Task description →
Revise the rows below by replacing "handheld electronic device" with "portable electronic device" and leaving everything else unchanged. Leave the pictures out of your answer.

= = =

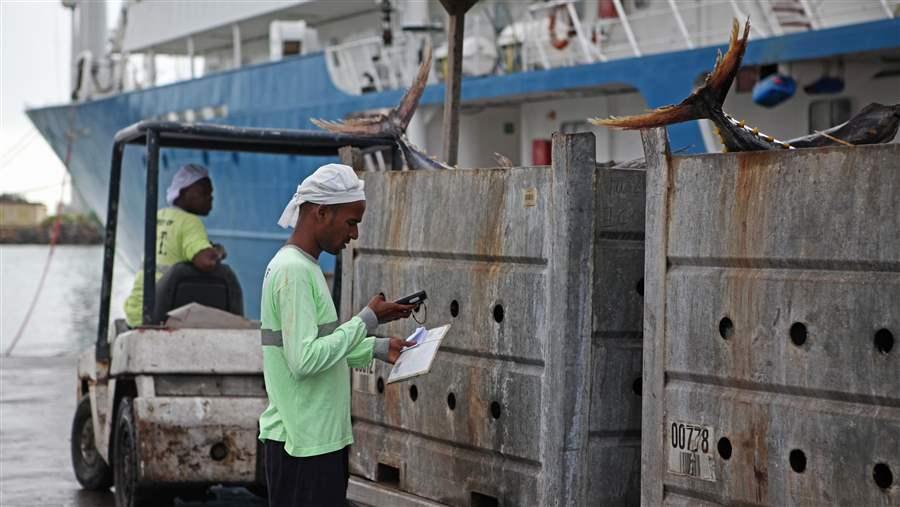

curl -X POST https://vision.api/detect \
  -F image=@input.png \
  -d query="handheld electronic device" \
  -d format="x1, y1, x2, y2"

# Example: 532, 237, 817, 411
394, 290, 428, 305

= = =

Solution below →
curl -X POST https://vision.api/detect \
  -F image=@input.png \
  -d query="portable electronic device" \
  -d format="x1, y1, x2, y2"

# Example: 532, 237, 817, 411
394, 290, 428, 305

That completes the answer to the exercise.